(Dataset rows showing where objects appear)
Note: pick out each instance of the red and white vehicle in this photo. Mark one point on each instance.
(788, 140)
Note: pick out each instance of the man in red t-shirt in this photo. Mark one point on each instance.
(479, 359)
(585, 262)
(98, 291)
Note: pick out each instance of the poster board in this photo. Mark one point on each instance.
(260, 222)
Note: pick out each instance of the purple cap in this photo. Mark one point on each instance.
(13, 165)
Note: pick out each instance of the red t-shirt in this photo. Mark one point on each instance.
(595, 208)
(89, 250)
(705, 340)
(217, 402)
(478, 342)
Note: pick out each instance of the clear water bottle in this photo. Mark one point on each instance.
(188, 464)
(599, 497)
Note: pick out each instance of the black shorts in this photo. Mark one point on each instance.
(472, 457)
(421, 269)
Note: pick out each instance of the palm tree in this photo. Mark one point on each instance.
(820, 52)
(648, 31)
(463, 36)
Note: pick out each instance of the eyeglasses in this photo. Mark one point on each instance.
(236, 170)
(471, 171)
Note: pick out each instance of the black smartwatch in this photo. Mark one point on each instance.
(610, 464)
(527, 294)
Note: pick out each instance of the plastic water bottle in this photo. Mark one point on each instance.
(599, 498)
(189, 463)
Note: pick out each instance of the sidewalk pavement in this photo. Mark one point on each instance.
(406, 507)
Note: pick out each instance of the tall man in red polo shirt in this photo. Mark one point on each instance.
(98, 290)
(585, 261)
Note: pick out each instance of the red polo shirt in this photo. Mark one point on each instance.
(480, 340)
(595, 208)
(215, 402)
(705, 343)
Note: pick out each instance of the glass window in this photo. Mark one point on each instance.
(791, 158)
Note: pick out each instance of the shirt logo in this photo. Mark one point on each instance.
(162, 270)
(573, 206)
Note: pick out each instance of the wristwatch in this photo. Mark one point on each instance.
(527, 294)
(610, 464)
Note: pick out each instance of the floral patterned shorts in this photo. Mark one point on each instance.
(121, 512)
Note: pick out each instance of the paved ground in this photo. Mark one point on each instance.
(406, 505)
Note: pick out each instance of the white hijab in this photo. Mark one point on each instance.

(Written instruction):
Render all of the material above as a numbered list, leaving out any blank lines.

(Result):
1. Note: pick out each instance of the red and white vehicle in this photo. Mark one point on each instance.
2. (788, 140)
3. Note: pick out each instance of the man in red t-shirt in this photo. Mark one point on each instance.
4. (479, 359)
5. (585, 262)
6. (98, 291)
7. Note: pick out each instance of the poster board in this photo. Mark one point on each instance.
8. (260, 222)
9. Note: pick out each instance of the purple cap in this photo. Mark one point on each instance.
10. (13, 165)
11. Note: pick out each instance of the red t-shirt in this photo. Mark one point on each instance.
12. (595, 208)
13. (89, 250)
14. (705, 340)
15. (217, 402)
16. (478, 342)
17. Note: pick out each instance of the clear water bottle in this photo. Mark one point on each instance.
18. (188, 464)
19. (599, 497)
20. Note: pick out each instance of the black shorts in this photo. Mark one point on each instance.
21. (472, 457)
22. (421, 269)
23. Note: pick out each instance of the palm tree in this photo. Mark one point on each instance.
24. (820, 52)
25. (648, 31)
26. (463, 36)
27. Note: pick out each instance of the eyeglasses in this photo. Mark one point on each instance.
28. (236, 170)
29. (471, 171)
30. Note: pick out each instance of the black smartwatch in this photo. Mark one point on each instance.
31. (610, 464)
32. (527, 294)
33. Note: pick out each instance of the plastic water bottle in this photo. Mark one point on each instance.
34. (599, 498)
35. (189, 463)
36. Note: pick out each instance of the sidewalk pavement in this photo. Mark one point on each instance.
37. (406, 507)
38. Note: pick out each instance of the tall man in red polo shirt in this photo. Mark one point on each instance.
39. (98, 290)
40. (585, 261)
41. Note: pick out each instance of the red polo shirt in this photo. Mark one point on each instance.
42. (480, 340)
43. (595, 208)
44. (215, 402)
45. (705, 343)
46. Note: pick out each instance of the glass window in this photo. Mark one point on each instance.
47. (791, 158)
48. Note: pick out each instance of the shirt logo in this photo. Mark one point on each instance.
49. (162, 270)
50. (573, 206)
51. Note: pick out each instance of the wristwatch in this photo. Mark one point on each instance.
52. (527, 294)
53. (610, 464)
54. Note: pick out each instance of the floral patterned shorts in this photo. Mark one point on each instance.
55. (121, 512)
56. Note: pick out each instance of the paved ground in this photo. Mark one point on each instance.
57. (406, 505)
58. Note: pick out each instance of the white hijab in this photo. Mark one point on each instance.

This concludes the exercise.